*DATA FOR PROCESSING*
* * * * * * *

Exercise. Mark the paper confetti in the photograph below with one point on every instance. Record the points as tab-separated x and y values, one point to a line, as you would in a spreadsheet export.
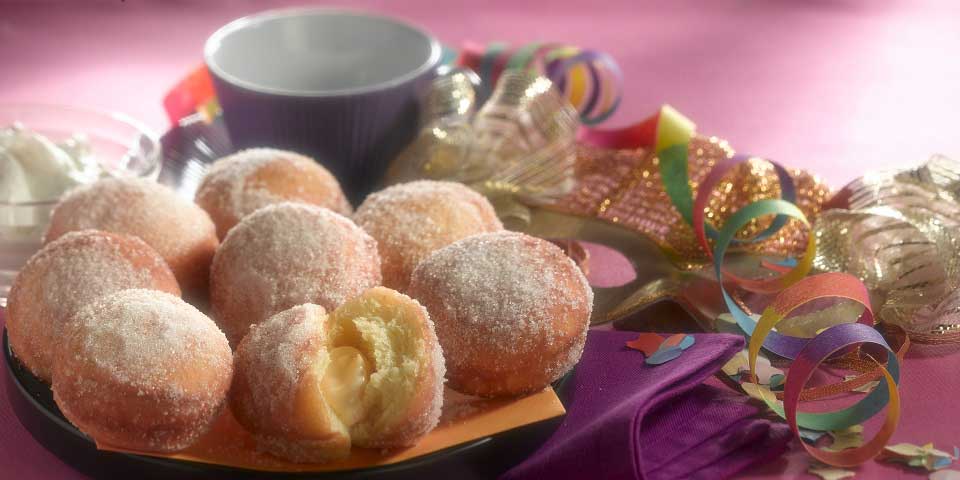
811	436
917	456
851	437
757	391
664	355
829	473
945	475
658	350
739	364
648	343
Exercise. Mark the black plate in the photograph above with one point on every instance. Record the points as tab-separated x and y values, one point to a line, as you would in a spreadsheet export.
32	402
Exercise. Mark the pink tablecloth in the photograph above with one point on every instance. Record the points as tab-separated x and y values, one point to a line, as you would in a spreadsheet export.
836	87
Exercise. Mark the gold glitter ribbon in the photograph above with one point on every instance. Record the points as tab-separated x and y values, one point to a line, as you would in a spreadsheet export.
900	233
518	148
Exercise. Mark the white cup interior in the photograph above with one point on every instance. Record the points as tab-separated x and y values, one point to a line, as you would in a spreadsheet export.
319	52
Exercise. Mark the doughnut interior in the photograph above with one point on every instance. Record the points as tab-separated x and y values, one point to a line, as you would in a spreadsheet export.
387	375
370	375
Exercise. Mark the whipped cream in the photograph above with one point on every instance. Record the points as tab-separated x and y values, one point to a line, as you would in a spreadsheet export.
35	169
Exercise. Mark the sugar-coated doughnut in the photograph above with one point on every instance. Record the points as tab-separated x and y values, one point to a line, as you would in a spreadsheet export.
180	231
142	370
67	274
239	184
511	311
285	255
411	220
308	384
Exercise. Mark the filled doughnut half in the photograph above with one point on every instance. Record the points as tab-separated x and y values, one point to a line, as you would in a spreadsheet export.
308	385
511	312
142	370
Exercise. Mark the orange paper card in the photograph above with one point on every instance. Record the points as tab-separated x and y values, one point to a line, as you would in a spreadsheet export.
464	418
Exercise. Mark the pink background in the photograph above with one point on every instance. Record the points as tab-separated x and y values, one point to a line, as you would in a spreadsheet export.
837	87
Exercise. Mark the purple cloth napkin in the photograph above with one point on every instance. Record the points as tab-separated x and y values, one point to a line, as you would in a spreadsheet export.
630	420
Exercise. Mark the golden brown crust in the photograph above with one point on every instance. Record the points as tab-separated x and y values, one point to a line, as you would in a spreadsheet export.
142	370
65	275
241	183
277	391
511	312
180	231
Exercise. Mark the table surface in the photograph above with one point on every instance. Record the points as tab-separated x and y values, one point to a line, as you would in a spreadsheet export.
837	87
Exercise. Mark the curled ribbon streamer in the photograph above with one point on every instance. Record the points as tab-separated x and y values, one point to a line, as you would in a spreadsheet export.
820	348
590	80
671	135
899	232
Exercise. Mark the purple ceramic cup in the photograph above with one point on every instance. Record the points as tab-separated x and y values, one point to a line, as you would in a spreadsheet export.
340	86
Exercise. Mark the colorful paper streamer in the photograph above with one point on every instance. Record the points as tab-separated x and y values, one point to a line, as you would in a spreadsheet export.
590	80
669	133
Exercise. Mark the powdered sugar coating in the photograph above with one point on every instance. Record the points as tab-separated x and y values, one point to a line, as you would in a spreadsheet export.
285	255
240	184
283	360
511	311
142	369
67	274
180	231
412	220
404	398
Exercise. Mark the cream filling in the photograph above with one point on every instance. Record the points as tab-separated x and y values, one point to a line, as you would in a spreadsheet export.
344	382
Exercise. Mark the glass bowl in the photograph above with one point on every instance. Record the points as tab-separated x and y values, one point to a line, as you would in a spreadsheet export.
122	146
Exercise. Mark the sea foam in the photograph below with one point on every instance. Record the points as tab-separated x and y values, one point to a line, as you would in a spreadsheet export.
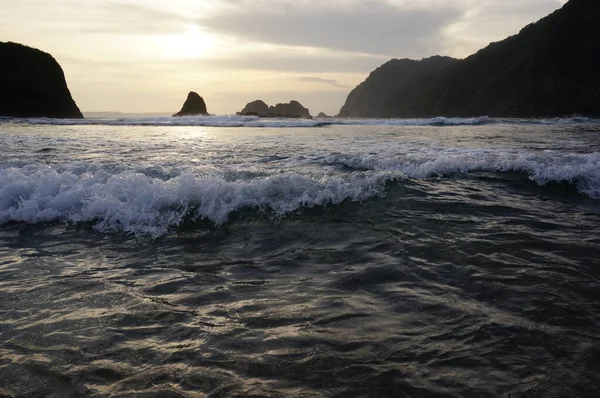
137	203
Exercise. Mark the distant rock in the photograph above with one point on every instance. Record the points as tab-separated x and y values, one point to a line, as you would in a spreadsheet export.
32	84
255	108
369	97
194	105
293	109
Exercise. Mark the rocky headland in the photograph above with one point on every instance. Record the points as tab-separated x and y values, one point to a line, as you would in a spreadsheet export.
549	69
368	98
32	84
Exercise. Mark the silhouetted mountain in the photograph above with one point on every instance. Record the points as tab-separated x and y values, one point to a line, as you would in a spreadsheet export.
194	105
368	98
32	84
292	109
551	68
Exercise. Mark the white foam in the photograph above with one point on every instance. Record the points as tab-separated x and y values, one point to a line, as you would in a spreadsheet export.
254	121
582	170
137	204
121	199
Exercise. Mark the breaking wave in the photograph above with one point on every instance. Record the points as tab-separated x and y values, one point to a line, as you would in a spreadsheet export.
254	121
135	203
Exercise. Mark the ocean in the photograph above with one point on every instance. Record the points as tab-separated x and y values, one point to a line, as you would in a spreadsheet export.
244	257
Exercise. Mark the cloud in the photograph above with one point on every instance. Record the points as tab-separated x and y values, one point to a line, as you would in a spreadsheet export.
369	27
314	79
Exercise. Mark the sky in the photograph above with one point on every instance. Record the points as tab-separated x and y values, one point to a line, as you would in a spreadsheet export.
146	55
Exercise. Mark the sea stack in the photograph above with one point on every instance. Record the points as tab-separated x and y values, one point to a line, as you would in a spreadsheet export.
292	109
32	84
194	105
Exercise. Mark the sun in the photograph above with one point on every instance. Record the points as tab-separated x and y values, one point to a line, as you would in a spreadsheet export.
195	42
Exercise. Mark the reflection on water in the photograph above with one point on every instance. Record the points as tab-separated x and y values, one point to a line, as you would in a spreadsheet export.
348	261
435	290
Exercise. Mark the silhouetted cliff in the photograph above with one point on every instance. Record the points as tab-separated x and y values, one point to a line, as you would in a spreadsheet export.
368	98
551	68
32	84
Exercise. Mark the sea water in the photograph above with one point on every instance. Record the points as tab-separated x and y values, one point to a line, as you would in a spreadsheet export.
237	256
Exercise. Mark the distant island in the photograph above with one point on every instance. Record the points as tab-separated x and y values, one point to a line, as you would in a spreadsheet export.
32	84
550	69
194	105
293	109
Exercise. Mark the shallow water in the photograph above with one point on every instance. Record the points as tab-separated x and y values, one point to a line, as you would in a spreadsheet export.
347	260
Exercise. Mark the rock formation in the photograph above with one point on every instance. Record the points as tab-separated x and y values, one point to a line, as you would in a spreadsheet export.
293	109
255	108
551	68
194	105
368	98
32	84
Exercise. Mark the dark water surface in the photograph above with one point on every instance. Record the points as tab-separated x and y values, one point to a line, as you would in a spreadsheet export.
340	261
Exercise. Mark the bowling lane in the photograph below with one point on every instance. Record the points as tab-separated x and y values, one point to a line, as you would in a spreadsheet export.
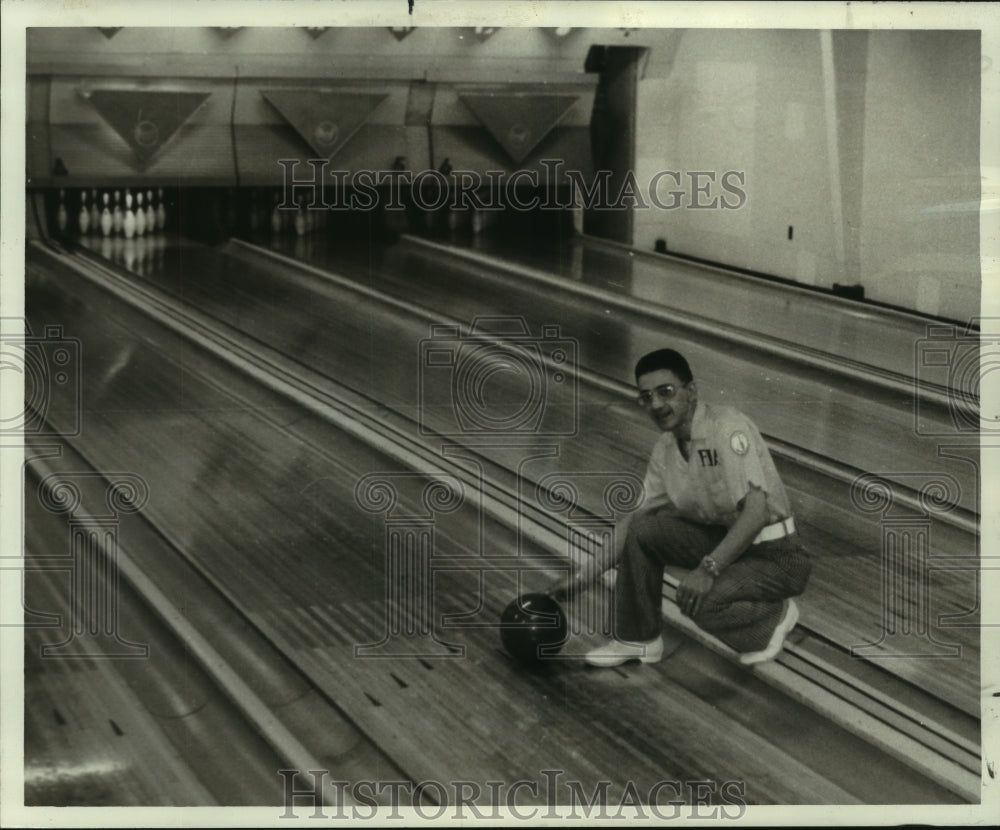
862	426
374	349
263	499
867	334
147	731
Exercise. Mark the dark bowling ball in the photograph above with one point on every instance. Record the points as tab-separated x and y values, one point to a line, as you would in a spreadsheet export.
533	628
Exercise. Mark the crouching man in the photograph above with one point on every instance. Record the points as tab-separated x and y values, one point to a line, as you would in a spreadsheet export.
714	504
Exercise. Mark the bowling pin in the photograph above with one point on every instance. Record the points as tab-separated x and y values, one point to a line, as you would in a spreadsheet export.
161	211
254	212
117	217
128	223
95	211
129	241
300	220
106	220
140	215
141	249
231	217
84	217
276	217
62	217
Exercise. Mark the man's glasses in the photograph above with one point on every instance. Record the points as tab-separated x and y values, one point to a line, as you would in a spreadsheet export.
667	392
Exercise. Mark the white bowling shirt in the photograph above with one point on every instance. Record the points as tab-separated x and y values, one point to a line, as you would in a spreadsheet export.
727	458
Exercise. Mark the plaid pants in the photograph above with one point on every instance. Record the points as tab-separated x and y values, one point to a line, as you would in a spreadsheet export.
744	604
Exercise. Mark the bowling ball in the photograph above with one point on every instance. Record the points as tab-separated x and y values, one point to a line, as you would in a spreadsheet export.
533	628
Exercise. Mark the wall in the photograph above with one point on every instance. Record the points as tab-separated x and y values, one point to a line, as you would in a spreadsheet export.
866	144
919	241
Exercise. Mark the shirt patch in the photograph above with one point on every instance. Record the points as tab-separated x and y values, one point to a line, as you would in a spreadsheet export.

* * * * * * *

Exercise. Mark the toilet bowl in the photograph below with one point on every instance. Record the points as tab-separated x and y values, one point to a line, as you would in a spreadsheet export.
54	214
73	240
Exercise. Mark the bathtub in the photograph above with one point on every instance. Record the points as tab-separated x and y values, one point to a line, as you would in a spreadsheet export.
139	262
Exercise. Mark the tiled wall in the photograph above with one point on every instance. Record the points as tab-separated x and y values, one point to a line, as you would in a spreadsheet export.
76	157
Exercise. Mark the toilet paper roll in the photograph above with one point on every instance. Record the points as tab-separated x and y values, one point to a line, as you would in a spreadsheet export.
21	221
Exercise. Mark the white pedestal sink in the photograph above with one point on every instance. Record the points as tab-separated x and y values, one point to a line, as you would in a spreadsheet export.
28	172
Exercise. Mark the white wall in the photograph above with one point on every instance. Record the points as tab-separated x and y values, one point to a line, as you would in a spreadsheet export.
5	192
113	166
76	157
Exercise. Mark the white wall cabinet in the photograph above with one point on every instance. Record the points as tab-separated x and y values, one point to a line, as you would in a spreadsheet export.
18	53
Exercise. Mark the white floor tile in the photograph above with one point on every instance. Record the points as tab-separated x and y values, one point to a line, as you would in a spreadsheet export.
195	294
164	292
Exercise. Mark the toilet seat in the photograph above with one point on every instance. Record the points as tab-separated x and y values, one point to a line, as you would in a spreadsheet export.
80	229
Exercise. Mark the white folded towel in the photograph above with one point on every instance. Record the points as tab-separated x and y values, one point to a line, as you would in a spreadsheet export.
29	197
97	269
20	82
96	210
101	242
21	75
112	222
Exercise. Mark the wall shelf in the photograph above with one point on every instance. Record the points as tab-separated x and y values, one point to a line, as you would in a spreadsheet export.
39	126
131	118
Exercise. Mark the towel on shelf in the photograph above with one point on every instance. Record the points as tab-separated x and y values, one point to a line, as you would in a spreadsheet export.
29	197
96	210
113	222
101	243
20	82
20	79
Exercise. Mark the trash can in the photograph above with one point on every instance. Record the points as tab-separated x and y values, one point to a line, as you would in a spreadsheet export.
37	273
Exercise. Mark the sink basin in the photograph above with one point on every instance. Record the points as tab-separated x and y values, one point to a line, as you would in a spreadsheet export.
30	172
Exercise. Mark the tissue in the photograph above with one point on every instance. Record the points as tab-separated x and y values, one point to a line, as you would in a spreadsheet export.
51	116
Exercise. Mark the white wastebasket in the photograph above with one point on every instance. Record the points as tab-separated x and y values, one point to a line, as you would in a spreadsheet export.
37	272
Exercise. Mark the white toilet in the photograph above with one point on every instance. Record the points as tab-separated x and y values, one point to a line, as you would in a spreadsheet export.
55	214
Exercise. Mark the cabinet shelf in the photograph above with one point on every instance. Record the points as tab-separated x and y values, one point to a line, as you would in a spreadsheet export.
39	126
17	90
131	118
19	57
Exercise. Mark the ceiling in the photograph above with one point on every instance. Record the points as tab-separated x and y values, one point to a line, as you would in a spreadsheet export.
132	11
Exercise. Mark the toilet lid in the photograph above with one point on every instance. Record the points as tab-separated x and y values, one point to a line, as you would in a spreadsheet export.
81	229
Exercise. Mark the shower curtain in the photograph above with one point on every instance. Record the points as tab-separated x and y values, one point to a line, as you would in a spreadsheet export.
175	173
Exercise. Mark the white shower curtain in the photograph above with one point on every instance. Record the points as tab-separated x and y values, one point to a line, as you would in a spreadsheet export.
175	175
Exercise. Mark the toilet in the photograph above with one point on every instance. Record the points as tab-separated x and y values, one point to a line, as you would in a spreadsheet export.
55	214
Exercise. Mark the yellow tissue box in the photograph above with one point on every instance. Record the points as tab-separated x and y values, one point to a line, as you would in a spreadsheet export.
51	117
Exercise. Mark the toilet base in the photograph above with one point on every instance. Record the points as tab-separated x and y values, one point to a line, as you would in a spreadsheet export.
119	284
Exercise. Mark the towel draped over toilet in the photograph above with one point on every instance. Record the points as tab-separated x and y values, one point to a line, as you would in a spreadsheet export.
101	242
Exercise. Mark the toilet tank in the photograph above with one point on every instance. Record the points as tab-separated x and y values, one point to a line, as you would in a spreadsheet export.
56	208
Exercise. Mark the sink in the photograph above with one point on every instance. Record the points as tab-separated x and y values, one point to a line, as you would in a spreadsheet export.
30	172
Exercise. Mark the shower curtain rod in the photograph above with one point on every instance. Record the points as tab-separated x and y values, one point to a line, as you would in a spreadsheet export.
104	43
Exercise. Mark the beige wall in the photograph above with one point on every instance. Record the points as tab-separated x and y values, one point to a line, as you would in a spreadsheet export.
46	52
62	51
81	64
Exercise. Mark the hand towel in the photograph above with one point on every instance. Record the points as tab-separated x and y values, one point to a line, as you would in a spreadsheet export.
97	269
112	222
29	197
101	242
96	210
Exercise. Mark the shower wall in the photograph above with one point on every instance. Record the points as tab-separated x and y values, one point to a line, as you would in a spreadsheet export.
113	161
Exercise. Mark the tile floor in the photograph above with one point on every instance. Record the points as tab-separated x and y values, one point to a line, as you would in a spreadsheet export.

* * * * * * *

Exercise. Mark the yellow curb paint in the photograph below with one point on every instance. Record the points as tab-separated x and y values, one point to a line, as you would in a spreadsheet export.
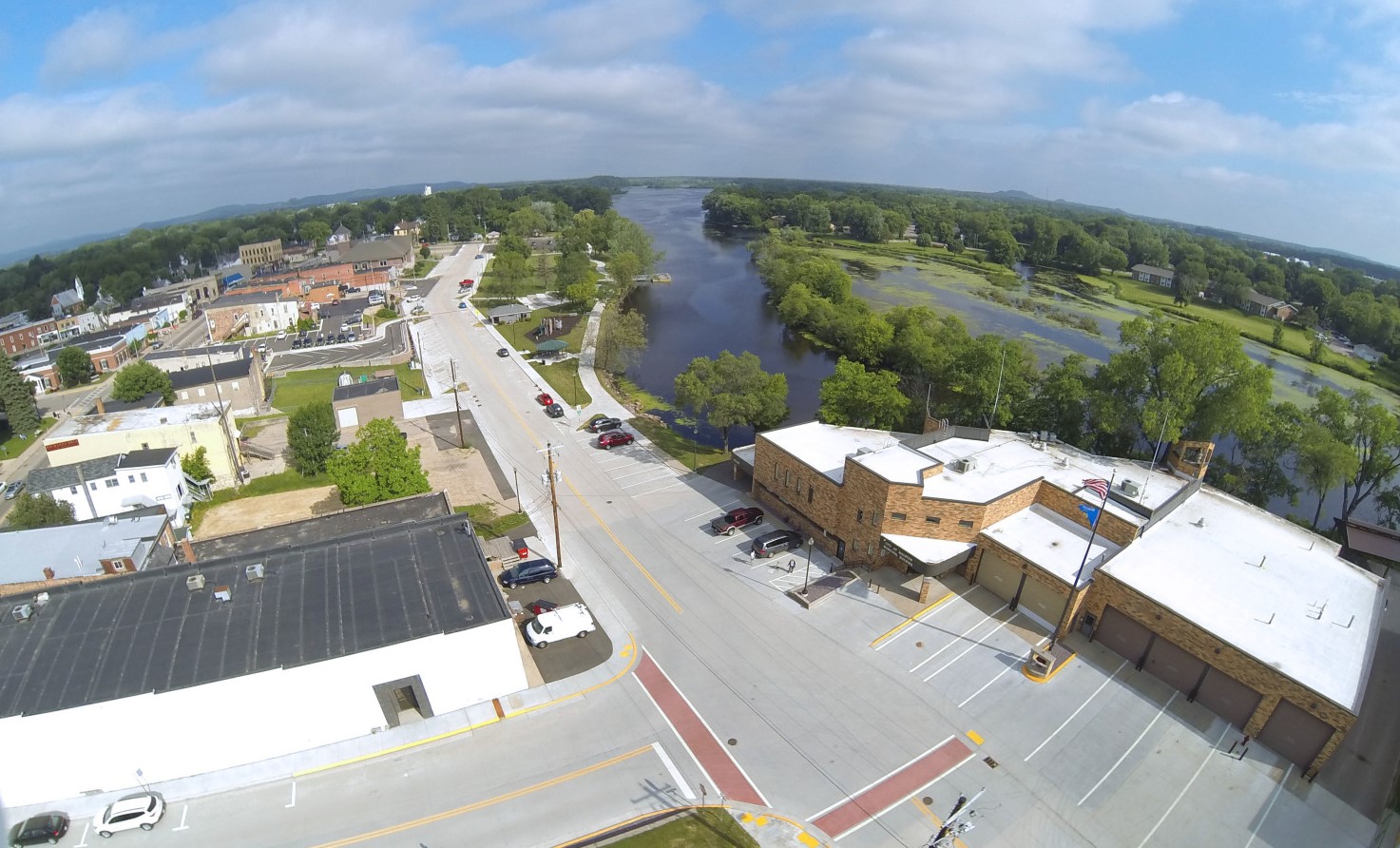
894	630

* * * * * * *

*EXERCISE OBJECTIVE*
Report, in full, each line of the entries above that contains the string "sugar".

*TASK SOLUTION*
Exercise. Mark the sugar-coated doughnut in the photograph above with one point on every instance. Record the points as tab-separated x and y values, one point to a line, as you would in a spreadsheet export.
Exercise. Mark the powdered sugar coating in the photograph above with one point on every instance. Record the points as tab-separated x and y values, one point to a line, as you would in a spreadsheet export.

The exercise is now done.